> _DIRECTION_
List each line in the rows below that contains the string "array".
— BEGIN —
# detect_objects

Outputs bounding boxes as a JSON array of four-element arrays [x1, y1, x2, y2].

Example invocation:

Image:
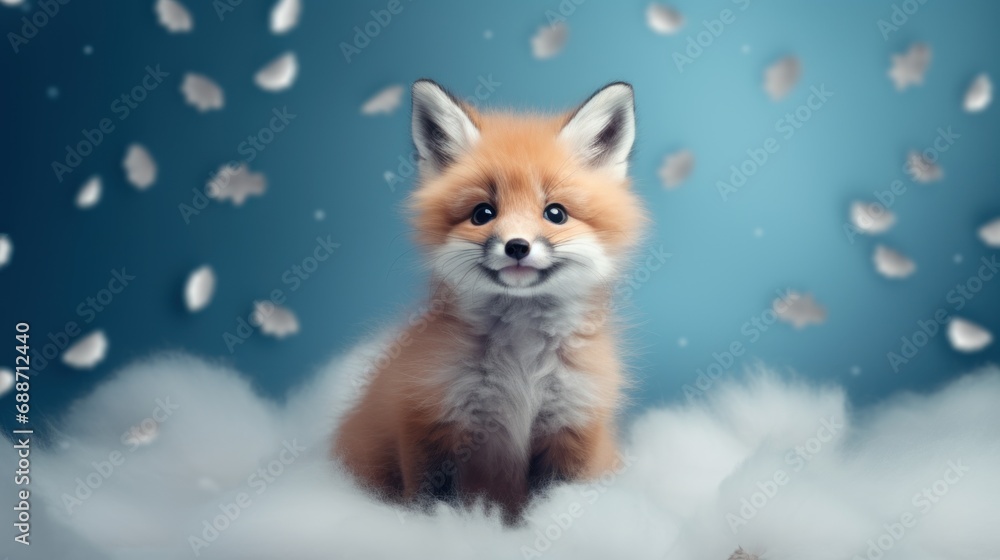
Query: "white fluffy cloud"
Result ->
[[657, 150, 694, 189], [0, 233, 14, 268], [872, 245, 917, 279], [184, 264, 215, 313], [764, 56, 802, 101], [155, 0, 194, 33], [361, 84, 406, 115], [531, 22, 569, 59], [122, 144, 156, 191], [889, 43, 931, 91], [646, 2, 684, 35], [271, 0, 302, 35], [771, 292, 826, 329], [181, 72, 226, 112], [13, 346, 1000, 560], [962, 73, 993, 113], [906, 150, 944, 183], [62, 330, 108, 369], [76, 175, 103, 210], [851, 201, 896, 235], [253, 51, 299, 92]]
— END —
> _COMPLETE OUTPUT_
Outputs bounding boxes as a JSON array of four-element arrays [x1, y1, x2, y2].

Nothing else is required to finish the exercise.